Initial Proposed Rules on Medical Device Excise Tax Take a Very Favorable View Toward Orthotics and Prosthetics, As Recommended by AOPA
Today, the Internal Revenue Service/Department of Treasury has posted its first proposed rules on its plans for enforcement of the new Medical Device Excise Tax. This is the first step-a proposed rule sent out for public comment-in Treasury/IRS establishing the final interpretation of the applicable rules. The entire picture could change dramatically as Treasury/IRS receives and evaluates comments from a range of stakeholders, but from the initial text that they published, the picture looks very good for orthotics and prosthetics.
Almost exactly a year ago, AOPA representatives initiated a 1-1/2 hour meeting with the key Treasury/IRS personnel charged with writing the rules to implement the medical device excise tax. We argued that O&P devices fit within the one significant exemption from this tax which Congress set forth when it wrote the health care reform law-the retail exemption. This exemption applies to devices "of a type generally purchased by the general public at retail for individual use." AOPA adopted a similar position in a formal letter that we provided to Secretary of Treasury Timothy Geithner.
Click here to read AOPAs letter to Secretary Geithner.
The proposed rule is not absolutely definitive in publishing a list of devices that do, or do not fall within the retail exemption, but here are a couple of key excerpts of what they say about O& P devices, the medical device excise tax, and the retail exemption:
(i) Factors to suggest that a device is "regularly available for purchase and use by individual consumers:"
====================
» LIST OF TASKS
1) Do these statements agree with the article on the medical device excise tax? Answer yes or no for each, quoting the words of the article that decide it. (a) The proposed rule was sent out for public comment. (b) AOPA's meeting with Treasury/IRS personnel lasted two hours. (c) The proposed rule gives a definitive list of devices that fall within the retail exemption.
2) According to the article on the medical device excise tax, who received AOPA's formal letter?
Use only the article on the medical device excise tax.

» SUPPLIED MATERIAL
====================
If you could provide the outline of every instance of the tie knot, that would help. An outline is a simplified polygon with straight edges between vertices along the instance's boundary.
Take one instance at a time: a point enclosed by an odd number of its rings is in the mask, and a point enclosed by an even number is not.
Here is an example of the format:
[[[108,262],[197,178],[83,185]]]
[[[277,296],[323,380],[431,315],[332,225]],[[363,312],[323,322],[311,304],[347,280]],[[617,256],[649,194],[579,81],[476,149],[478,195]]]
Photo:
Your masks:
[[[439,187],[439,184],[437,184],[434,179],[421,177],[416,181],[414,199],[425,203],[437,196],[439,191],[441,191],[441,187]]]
====================
» TASK-BY-TASK OUTPUTS
1)
(a) Yes: "a proposed rule sent out for public comment"
(b) No: "a 1-1/2 hour meeting"
(c) No: "The proposed rule is not absolutely definitive in publishing a list of devices that do, or do not fall within the retail exemption"

2) Secretary of Treasury Timothy Geithner.